■ Problem:
Locate every line in the items below that contains the word "utility" and copy each of those lines.
* Start *
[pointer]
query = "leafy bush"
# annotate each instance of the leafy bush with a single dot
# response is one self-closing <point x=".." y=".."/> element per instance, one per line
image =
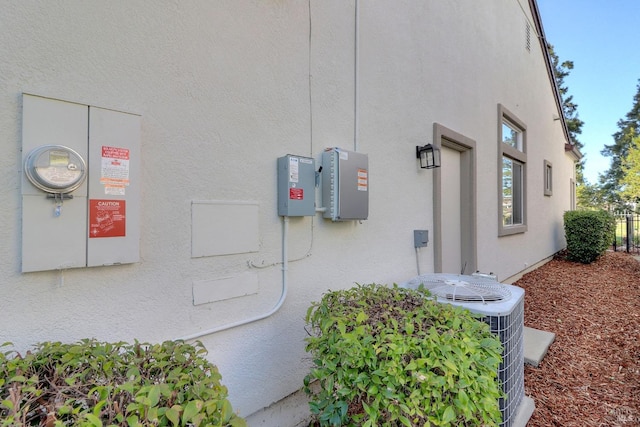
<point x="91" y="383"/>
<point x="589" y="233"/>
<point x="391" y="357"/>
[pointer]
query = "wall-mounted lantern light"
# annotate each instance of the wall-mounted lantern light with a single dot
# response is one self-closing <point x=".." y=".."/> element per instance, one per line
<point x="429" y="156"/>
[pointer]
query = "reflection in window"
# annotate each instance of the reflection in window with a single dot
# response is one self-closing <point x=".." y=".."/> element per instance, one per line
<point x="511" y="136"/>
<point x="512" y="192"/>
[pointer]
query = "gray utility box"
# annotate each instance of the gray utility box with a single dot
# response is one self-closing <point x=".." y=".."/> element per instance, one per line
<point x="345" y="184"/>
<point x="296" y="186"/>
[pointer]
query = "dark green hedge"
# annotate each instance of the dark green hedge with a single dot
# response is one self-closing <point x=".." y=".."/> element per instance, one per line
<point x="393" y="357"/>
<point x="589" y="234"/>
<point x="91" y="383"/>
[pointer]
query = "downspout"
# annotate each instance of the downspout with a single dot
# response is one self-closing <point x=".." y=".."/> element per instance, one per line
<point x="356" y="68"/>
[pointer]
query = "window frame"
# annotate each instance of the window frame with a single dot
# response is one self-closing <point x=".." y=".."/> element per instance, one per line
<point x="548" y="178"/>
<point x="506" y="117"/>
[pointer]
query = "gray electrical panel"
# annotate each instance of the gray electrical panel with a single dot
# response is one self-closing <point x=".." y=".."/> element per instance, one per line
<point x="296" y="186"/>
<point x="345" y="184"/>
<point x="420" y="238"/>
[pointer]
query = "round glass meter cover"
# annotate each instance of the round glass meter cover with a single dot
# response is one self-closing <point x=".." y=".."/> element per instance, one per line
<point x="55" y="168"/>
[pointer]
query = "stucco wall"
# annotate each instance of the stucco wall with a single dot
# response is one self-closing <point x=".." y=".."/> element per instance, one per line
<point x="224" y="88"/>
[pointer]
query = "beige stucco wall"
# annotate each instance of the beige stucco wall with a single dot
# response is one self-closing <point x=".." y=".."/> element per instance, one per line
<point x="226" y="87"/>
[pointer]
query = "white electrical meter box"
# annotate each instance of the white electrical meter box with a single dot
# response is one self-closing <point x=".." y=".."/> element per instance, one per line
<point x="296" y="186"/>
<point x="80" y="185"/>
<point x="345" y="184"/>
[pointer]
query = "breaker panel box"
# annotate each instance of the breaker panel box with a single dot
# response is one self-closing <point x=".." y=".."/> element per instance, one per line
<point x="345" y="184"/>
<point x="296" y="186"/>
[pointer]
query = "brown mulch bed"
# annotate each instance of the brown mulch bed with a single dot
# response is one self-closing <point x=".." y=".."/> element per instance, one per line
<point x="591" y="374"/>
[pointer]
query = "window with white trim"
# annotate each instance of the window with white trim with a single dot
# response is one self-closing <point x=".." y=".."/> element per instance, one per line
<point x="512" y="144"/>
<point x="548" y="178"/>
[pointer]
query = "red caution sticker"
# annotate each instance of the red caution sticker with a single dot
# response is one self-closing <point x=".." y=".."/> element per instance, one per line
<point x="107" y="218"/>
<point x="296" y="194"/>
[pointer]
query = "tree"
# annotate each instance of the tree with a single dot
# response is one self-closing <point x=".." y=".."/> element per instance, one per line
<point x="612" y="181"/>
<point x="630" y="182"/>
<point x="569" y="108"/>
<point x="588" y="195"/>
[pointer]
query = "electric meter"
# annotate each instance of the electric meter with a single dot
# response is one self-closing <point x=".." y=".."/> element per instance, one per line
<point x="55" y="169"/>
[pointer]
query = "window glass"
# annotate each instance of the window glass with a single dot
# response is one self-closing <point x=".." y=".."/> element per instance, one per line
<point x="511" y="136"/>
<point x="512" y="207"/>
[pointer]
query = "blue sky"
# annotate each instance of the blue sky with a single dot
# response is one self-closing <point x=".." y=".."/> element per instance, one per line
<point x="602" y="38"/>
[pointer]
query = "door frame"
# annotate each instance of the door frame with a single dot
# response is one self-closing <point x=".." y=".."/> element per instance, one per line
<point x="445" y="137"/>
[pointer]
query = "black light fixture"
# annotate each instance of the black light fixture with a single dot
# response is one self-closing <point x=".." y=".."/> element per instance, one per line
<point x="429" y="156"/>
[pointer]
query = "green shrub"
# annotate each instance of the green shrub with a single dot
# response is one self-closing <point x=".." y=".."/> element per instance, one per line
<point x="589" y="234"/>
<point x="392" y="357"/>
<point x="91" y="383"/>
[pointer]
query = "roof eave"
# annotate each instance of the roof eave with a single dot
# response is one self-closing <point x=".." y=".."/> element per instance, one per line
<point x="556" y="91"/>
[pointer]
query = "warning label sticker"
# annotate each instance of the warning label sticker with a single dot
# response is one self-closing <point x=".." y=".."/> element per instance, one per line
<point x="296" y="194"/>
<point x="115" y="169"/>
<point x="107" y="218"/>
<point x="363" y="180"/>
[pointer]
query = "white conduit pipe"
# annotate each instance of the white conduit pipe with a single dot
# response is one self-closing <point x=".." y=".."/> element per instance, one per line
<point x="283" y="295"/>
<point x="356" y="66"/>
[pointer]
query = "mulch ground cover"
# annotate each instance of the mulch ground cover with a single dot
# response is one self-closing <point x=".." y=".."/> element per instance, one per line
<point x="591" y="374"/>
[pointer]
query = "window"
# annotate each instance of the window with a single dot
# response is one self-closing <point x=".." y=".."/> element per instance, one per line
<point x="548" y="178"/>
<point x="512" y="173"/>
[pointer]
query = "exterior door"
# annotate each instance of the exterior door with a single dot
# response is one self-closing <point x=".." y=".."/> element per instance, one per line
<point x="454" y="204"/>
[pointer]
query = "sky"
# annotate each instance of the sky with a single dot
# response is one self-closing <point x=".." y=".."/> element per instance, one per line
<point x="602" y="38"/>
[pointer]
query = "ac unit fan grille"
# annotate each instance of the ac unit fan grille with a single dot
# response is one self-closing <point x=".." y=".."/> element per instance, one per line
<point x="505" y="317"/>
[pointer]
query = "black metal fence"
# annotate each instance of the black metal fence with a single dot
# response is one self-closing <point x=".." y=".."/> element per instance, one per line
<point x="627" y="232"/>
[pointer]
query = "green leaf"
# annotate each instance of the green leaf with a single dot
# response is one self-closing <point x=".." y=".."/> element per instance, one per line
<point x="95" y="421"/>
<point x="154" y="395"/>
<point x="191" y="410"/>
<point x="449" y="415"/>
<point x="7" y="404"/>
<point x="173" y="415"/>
* End *
* Start *
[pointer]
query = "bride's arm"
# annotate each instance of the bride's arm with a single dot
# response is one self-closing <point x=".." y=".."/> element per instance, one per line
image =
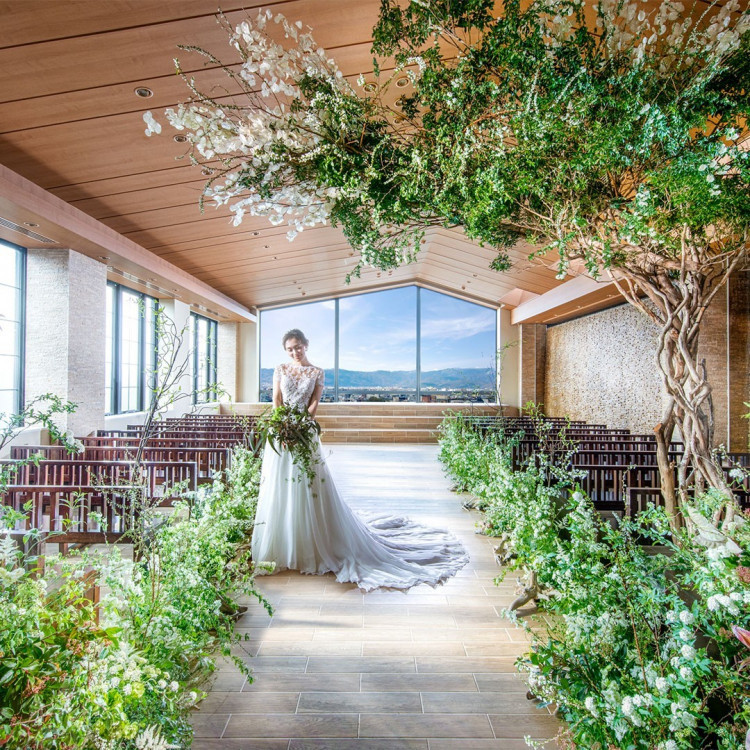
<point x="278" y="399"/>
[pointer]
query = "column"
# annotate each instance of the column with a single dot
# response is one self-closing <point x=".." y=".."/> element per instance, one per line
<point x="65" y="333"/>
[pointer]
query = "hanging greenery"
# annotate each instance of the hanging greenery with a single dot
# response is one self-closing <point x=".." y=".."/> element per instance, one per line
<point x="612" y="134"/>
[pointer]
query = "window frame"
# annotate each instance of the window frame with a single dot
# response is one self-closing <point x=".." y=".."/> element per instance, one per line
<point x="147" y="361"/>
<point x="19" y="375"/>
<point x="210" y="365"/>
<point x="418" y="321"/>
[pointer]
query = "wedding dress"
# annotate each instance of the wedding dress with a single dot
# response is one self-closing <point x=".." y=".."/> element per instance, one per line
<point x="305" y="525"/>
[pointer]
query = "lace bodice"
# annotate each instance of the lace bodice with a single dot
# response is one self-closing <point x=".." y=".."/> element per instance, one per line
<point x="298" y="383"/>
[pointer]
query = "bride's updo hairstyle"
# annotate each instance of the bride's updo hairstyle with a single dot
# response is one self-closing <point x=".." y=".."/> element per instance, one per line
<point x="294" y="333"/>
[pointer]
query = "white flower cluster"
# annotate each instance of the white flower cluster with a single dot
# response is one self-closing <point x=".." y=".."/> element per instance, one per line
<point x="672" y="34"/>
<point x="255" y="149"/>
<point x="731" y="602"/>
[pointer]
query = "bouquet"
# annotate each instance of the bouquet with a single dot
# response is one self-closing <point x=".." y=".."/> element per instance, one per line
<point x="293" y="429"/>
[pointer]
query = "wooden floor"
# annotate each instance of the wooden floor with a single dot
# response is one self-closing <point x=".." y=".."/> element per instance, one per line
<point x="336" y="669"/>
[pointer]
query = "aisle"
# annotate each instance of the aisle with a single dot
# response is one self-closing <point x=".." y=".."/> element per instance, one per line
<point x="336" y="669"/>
* End *
■ Exercise result:
query = "gray utility box"
# annotate each instance of the gray utility box with a single dot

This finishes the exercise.